***** Data lines
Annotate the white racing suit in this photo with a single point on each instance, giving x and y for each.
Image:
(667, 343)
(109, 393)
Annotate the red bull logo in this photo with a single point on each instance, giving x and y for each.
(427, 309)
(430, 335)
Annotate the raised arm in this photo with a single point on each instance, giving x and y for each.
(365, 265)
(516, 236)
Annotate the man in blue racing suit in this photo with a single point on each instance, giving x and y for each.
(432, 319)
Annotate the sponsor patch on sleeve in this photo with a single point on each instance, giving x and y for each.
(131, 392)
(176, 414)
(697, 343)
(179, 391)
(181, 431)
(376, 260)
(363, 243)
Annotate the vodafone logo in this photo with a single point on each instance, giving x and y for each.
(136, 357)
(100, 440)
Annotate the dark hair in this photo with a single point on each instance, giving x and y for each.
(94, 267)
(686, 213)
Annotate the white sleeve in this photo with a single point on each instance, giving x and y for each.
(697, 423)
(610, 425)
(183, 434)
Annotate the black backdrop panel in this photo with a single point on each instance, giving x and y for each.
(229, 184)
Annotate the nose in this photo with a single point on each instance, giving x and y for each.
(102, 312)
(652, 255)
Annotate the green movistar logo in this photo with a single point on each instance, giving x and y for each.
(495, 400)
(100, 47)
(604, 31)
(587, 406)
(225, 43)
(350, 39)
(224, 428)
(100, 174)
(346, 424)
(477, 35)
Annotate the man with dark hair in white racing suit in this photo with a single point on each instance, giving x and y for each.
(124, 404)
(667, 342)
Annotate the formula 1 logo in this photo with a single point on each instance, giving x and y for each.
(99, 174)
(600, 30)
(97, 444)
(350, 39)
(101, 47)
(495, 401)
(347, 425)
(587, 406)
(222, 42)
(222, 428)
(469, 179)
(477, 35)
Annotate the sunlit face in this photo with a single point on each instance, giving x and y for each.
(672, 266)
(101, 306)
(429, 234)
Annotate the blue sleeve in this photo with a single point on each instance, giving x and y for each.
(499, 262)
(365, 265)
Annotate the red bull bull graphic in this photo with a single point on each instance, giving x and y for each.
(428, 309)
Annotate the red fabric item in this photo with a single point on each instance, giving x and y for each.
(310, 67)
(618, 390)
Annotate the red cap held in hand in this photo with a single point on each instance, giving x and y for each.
**********
Objective
Can you reproduce all of the records above word for word, without changing anything?

The answer
Annotate the white racing suit in this photo with a single point on each instance, giving x and y for each.
Image:
(667, 343)
(109, 393)
Annotate the red bull logo in this photo with a single point on each instance, giving x and y for each.
(427, 309)
(430, 335)
Annotate the raised arm in this photo with a single point on each instance, giving x and y for each.
(365, 265)
(516, 236)
Annotate the man in blue racing suit in this photo with a single point on each instance, giving x and y for each.
(432, 319)
Annotate the sponsor patch on sleeve in this photo with a single point on each instance, giving x and y for each.
(131, 392)
(176, 414)
(697, 343)
(179, 391)
(181, 431)
(376, 260)
(363, 243)
Annotate the vodafone logo in this photo with a single point on each instance, giving x and y for each.
(136, 357)
(100, 440)
Annotate the dark hair in this photo with a single point on each instance, giving x and y for each.
(94, 267)
(686, 213)
Annotate the white sleeve in this photo with a single point on each instance, giving x and y for each.
(697, 423)
(610, 425)
(183, 434)
Annotate the black backdrop panel in this photo with a single point on each instance, giving x and y for each.
(229, 184)
Annotate the nose in this photo with a single point on each instance, giving x and y for each.
(102, 312)
(652, 255)
Annotate the green movistar logo in this photo with a single point on each instance, giving x and y for each.
(495, 400)
(100, 47)
(604, 31)
(587, 406)
(225, 43)
(350, 39)
(224, 428)
(100, 174)
(346, 424)
(477, 35)
Annotate the man with dark hair in white racing suit in this photo with a single point on each instance, giving x and y for each.
(124, 404)
(667, 342)
Annotate the formula 1 logo in this photo with a single point on each instance, giving x and y for each.
(99, 174)
(600, 30)
(97, 444)
(350, 39)
(101, 47)
(495, 401)
(347, 425)
(587, 406)
(222, 42)
(222, 428)
(469, 179)
(477, 35)
Annotate the sunlit face in this photo with a single point on each instance, giving x and y for each.
(672, 266)
(101, 306)
(429, 234)
Annotate the blue sleeve in this photo with a single point on each instance, giving x and y for each.
(499, 262)
(365, 265)
Annotate the red bull bull graphic in this photo with a single point on each instance, giving x and y for each.
(428, 309)
Annotate the red fabric item in this photo with a single point on each instance, giving x and y for each.
(310, 67)
(618, 390)
Annotate the red cap held in hand in this photo with a single point on each instance, giving x and y for each.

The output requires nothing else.